Source passage:
In that moment a cardinal flew past and I was immediately filled with peace, inexplicable peace. It was in those moments that this message was spoken to my heart and soul. "This is scary. There are many unknowns. However, trust that this is the beginning of something huge, something magnificent. This is the awakening of your soul. None of this makes sense, I know. What does 'awakening' of your soul even mean, you may be asking yourself. You don't need to focus on that right now. It will come to understanding in time. All you need to know is that everything will be okay. This cancer begins your rebirth. It holds the entry to your soul's purpose here on earth. Trust this and know it is for your greater good and that of the world."

I didn't understand a lot of what I heard, however I just knew it was all good and so I reached out and embraced that knowing.The next four years were challenging to say the least. Countless tests, several rounds of chemo, radiation, five surgeries, metastasis (stage 4) a permanent ileostomy, paralysis, multiple GI blockages & hospital stays. I questioned time and time again, "how is this for my greater good?" And it was always answered with an inexplicable, peaceful knowing.

So often I felt alone during this health journey, even with the amazing support from my husband, family and friends. Alone because none of my support was experiencing what I was enduring. It was in these moments of anger and despair that my transformation truly began. I have always felt different, out of place, not belonging. I have always fought to fit in, while deep down feeling like a fraud. I realize now that I wasn't a fraud, I was simply ignoring the whisper of my soul, nudging me to break free, embrace my unique gifts and be me. This cancer diagnosis was the "scream" of my soul, my mind body reaching its breaking point from years, even lifetimes of ignoring and suppressing the guidance from the whisper showing me who I am and how I am here to serve.

Treatment after treatment, hospitalization after hospitalization, complication after complication, day after day bed ridden or home bound, my perspective and mindset began to shift, often being reminded of the message I had received when I first learned of my diagnosis. I began to see each step of my cancer journey as an opportunity to heal from the inside out, for it was the inside of me that I had been neglecting and mistreating all this time. That was becoming clear. And it was here that gratitude and self love awakened in me.

Exercise tasks:
1. Quote the cancer passage from "So often I felt" to "here to serve.".
2. In the cancer passage, what kind of bird flew past the writer?
3. Translate this sentence from the cancer passage into Spanish: "And it was here that gratitude and self love awakened in me."
The records below come from a separate source and are unrelated to the cancer passage.

Data excerpts:
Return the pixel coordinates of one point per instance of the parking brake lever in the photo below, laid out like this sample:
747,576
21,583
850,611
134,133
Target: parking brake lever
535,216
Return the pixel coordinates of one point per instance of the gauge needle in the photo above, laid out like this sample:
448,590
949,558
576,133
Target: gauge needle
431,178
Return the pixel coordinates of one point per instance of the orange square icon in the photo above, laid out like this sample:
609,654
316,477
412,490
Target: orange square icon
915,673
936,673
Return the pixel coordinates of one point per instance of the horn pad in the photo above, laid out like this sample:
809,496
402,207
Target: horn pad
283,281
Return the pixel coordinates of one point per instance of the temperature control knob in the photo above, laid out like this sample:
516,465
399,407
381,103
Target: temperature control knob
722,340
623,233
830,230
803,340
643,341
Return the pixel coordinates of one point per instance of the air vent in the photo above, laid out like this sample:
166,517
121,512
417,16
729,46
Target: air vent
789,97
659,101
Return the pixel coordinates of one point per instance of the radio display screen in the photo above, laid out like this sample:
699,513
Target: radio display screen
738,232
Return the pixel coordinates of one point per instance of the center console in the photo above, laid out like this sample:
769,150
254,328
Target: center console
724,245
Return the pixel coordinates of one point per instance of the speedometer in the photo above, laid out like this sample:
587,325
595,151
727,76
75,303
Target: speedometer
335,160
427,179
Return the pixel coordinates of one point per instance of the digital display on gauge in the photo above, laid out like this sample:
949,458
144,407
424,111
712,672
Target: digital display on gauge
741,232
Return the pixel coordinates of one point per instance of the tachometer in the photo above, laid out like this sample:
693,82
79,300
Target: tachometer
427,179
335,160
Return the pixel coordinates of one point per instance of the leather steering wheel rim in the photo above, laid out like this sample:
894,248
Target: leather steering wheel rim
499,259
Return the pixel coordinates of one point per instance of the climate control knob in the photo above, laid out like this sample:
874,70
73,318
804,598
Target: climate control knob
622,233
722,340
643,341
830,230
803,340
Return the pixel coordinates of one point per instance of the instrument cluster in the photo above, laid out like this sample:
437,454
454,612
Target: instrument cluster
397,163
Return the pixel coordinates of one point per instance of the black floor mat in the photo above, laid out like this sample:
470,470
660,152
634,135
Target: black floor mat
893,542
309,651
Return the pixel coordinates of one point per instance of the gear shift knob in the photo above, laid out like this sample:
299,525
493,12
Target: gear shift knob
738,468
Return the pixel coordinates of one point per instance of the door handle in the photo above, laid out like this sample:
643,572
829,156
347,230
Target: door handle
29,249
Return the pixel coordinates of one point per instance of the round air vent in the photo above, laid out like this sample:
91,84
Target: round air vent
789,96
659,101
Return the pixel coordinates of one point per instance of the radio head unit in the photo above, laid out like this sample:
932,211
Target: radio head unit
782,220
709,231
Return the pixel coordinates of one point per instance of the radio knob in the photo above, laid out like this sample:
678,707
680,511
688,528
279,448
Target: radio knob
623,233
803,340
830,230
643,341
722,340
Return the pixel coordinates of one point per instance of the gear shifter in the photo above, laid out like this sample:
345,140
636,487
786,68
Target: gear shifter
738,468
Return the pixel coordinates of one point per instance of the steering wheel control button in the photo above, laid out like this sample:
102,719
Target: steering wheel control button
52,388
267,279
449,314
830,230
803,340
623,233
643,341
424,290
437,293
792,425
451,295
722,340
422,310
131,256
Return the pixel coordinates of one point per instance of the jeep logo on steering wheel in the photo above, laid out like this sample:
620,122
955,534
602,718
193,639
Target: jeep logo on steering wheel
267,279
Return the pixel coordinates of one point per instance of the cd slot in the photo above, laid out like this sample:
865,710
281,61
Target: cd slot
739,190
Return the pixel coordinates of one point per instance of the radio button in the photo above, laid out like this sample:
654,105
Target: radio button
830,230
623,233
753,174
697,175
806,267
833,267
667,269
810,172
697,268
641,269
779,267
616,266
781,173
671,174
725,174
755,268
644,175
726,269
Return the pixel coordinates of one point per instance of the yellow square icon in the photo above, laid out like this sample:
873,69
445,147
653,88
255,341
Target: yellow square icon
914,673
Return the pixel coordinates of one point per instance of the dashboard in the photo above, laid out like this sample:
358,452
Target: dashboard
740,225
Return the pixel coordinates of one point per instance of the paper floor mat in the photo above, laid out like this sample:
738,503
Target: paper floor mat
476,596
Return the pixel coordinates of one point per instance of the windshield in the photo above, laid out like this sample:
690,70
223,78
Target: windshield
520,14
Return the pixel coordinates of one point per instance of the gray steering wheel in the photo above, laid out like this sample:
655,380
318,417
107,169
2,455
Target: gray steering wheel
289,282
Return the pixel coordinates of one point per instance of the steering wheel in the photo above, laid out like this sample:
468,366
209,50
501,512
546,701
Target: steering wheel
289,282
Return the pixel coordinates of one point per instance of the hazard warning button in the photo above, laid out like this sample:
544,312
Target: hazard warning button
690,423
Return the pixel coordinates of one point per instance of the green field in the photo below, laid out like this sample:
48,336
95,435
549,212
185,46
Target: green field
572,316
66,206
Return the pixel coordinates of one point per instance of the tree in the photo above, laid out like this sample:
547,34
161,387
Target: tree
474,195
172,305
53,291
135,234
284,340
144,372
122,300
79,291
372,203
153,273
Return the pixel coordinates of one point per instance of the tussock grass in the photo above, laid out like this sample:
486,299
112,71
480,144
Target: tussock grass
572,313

Answers for this exercise:
1.
So often I felt alone during this health journey, even with the amazing support from my husband, family and friends. Alone because none of my support was experiencing what I was enduring. It was in these moments of anger and despair that my transformation truly began. I have always felt different, out of place, not belonging. I have always fought to fit in, while deep down feeling like a fraud. I realize now that I wasn't a fraud, I was simply ignoring the whisper of my soul, nudging me to break free, embrace my unique gifts and be me. This cancer diagnosis was the "scream" of my soul, my mind body reaching its breaking point from years, even lifetimes of ignoring and suppressing the guidance from the whisper showing me who I am and how I am here to serve.

2. A cardinal.

3. Y fue aquí donde la gratitud y el amor propio despertaron en mí.